(Provided material):
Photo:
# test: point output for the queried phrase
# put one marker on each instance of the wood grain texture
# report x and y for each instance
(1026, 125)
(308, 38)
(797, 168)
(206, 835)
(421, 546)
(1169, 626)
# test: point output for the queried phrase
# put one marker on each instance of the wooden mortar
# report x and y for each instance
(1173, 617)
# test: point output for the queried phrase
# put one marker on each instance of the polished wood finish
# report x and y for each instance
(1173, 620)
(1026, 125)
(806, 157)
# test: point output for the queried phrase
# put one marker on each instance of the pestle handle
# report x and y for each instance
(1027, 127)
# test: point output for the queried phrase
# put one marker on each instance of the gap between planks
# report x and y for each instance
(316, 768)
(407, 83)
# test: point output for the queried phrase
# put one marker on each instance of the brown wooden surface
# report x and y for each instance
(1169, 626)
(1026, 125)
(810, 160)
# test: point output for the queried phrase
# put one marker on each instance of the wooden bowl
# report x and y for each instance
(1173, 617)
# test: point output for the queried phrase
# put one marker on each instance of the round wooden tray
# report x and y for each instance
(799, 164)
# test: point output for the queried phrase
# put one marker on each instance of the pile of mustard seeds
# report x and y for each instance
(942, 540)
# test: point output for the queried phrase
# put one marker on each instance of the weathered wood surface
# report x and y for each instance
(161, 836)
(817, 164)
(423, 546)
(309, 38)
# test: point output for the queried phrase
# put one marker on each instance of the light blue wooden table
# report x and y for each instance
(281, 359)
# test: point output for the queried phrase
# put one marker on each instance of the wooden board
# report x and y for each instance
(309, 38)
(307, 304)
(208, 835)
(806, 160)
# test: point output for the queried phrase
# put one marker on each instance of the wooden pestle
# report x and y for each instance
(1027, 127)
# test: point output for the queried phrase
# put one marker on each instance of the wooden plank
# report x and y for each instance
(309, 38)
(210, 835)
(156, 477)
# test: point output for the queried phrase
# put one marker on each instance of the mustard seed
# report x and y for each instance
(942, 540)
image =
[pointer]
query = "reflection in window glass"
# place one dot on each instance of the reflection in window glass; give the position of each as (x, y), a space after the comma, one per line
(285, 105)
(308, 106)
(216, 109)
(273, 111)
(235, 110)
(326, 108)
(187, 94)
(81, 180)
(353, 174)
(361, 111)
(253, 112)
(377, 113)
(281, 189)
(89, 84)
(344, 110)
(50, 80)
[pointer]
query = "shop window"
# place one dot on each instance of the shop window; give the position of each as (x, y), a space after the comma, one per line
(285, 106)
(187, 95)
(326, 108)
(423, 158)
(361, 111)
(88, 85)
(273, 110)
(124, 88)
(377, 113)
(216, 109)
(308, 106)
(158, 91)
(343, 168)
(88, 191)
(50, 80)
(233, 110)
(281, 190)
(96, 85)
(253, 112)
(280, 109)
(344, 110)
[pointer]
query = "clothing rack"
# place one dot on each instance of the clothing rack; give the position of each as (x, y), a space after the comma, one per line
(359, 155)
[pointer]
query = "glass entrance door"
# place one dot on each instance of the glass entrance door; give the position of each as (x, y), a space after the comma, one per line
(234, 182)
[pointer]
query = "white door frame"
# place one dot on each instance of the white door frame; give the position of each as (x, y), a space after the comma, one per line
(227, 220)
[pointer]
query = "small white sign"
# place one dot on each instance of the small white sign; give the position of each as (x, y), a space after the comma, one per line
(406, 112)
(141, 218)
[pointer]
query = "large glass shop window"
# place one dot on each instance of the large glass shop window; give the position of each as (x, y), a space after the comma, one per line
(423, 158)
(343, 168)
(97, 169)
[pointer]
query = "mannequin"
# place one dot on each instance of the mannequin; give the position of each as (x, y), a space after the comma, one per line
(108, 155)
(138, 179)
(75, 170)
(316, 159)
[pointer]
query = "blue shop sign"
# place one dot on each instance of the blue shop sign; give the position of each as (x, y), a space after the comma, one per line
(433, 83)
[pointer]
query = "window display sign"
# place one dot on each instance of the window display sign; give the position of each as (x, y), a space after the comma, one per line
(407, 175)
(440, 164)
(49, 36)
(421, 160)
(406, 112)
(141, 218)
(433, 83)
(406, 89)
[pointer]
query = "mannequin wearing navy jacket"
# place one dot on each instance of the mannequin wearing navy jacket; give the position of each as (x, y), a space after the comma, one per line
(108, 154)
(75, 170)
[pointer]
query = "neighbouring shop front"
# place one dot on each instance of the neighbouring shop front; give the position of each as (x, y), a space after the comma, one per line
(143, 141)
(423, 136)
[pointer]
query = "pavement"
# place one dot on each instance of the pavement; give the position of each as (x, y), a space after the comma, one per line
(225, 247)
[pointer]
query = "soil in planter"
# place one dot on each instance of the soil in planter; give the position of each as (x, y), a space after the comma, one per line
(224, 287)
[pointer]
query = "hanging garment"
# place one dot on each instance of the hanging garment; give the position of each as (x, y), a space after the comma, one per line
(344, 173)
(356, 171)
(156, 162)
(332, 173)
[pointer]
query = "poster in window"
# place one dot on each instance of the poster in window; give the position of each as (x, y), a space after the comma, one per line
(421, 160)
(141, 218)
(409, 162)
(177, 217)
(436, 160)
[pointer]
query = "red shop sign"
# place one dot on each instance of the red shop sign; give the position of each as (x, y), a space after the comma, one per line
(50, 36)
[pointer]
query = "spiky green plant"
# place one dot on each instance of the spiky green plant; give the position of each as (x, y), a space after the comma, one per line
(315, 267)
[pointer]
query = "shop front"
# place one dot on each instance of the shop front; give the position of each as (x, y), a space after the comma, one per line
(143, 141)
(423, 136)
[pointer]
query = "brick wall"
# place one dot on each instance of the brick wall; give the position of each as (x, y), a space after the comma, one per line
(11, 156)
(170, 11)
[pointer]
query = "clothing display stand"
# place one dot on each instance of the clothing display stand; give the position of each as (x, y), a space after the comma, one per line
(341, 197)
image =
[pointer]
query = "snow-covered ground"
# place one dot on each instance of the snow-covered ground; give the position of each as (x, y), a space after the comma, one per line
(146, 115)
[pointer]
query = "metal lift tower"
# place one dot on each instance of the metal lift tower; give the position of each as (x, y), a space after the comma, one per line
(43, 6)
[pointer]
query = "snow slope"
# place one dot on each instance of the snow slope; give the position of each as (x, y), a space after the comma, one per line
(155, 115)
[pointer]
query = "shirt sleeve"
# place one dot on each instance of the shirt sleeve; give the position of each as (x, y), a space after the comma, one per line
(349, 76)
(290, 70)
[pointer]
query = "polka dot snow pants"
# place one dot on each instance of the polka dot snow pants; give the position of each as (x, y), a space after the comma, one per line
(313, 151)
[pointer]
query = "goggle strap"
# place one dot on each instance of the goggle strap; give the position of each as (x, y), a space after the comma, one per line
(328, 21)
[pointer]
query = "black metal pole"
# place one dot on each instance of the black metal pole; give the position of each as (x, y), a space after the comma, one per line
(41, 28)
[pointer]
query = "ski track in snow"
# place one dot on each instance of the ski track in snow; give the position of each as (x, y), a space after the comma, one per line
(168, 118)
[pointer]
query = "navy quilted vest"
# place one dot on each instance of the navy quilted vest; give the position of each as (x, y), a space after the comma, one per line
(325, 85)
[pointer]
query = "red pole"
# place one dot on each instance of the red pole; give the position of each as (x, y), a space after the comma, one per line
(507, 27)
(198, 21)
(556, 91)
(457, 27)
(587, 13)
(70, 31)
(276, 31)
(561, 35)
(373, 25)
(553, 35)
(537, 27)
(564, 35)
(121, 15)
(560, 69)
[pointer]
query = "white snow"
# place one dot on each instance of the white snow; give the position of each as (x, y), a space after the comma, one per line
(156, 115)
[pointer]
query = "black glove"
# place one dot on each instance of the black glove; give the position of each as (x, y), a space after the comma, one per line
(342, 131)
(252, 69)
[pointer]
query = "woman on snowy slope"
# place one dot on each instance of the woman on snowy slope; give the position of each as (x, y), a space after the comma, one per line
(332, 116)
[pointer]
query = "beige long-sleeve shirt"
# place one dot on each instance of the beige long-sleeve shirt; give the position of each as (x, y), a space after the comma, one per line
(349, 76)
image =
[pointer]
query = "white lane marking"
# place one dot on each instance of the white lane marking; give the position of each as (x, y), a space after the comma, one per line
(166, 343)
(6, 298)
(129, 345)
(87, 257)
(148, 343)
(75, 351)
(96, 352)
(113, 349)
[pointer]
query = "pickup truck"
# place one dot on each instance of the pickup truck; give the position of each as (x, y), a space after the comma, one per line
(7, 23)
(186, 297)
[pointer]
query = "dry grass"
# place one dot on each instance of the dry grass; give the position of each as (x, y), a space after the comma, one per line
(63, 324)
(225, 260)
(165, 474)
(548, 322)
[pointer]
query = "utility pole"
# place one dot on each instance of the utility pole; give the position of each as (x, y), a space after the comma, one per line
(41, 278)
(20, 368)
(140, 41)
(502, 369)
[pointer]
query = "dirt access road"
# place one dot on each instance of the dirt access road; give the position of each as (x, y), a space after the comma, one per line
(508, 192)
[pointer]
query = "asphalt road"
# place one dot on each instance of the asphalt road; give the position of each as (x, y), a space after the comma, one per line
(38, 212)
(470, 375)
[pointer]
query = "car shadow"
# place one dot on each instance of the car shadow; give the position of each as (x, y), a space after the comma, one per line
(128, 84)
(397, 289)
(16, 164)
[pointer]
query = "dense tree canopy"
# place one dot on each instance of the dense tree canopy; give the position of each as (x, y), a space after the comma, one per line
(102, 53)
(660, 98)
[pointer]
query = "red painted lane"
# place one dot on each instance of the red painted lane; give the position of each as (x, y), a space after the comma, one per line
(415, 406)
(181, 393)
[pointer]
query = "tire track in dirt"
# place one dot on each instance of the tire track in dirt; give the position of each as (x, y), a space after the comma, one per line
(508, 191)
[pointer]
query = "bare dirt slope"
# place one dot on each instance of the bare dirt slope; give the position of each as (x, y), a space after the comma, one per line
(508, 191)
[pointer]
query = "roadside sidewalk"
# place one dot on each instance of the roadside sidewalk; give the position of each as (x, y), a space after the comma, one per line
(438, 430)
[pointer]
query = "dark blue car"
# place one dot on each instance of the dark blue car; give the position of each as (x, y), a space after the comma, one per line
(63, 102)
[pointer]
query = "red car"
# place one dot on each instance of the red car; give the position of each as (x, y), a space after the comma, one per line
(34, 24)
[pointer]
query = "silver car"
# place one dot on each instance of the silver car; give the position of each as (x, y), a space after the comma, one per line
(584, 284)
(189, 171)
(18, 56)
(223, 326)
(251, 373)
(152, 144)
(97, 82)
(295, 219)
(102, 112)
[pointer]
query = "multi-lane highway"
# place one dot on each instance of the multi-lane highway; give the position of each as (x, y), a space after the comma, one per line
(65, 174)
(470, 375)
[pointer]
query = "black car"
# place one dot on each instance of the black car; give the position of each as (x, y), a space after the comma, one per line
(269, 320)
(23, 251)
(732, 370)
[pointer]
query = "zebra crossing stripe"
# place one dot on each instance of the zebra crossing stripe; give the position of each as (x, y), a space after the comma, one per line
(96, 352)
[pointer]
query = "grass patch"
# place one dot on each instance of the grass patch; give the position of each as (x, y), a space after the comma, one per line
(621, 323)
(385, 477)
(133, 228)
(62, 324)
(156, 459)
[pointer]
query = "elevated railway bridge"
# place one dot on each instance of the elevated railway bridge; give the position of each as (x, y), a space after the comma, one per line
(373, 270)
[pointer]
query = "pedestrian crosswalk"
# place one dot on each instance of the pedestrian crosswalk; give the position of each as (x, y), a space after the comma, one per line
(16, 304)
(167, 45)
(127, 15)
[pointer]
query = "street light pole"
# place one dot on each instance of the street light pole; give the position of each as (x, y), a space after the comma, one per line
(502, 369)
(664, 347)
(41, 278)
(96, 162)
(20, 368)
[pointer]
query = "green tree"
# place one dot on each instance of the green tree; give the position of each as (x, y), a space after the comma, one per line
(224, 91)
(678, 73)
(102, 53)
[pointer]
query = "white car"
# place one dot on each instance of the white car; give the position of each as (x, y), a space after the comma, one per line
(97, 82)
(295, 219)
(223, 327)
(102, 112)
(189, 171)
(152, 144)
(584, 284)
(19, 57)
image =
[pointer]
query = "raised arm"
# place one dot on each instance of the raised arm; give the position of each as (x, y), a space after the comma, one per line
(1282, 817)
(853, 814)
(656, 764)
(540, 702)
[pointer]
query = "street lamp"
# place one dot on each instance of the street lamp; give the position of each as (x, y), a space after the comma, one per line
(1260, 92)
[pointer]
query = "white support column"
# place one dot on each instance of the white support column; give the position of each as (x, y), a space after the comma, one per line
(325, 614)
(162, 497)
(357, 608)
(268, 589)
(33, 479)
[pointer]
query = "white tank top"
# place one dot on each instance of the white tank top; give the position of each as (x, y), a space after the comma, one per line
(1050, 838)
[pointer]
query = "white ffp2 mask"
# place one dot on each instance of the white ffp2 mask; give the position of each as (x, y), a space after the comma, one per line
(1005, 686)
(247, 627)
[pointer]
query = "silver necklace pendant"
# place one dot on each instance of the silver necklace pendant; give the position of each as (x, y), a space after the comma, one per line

(Your assignment): Look through the listing above, please, and state how many lines hold the word "necklace"; the number alone is the answer.

(Worked solution): 2